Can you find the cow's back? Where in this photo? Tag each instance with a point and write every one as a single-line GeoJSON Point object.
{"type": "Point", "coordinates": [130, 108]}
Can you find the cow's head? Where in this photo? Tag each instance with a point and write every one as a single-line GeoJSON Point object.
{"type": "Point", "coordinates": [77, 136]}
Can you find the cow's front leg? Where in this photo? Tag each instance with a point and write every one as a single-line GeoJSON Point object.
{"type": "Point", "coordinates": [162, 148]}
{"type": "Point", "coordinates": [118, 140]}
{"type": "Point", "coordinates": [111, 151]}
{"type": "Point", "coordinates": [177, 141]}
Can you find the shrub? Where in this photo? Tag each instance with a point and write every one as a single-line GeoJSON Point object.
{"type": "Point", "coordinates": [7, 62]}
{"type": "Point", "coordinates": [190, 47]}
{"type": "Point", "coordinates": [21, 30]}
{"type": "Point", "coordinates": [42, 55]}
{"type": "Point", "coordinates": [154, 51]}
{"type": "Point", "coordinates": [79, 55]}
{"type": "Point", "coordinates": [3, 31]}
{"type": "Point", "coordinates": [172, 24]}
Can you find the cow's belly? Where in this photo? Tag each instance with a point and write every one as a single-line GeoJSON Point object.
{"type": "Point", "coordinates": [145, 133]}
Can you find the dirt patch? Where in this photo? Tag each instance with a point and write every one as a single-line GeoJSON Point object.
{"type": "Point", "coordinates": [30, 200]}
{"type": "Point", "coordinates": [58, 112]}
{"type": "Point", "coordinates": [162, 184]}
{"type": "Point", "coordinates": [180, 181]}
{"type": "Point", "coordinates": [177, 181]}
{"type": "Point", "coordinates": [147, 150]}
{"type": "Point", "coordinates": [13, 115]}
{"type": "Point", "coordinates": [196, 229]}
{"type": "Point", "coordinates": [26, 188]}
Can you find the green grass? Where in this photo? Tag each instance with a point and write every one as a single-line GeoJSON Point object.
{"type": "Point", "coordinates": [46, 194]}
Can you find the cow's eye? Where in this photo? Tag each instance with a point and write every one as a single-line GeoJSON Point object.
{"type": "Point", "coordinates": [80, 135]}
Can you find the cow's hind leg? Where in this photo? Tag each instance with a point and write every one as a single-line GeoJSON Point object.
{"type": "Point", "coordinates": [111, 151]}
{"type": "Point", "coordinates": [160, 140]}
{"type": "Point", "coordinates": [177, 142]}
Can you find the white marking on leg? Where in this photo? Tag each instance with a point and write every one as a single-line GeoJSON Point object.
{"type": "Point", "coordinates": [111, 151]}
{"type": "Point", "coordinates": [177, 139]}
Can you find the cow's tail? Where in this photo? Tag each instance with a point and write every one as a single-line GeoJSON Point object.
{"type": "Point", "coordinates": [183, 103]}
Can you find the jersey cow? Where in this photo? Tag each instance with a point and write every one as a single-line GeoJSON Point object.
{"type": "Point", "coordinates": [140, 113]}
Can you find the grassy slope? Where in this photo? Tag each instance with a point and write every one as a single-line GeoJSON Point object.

---

_YOUR ASSIGNMENT:_ Could you quote, exactly as they appear, the line containing "Can you find the jersey" and every line after it to the end of the records above?

_RESULT FOR THIS TASK:_
Can you find the jersey cow? Where in this photo? Tag each instance with a point and write every one as a single-line GeoJSON Point object.
{"type": "Point", "coordinates": [140, 113]}
Can you find the grassy slope? Where in this photo? Tag each instance with a point and write every one as a single-line GeoJSON Point object.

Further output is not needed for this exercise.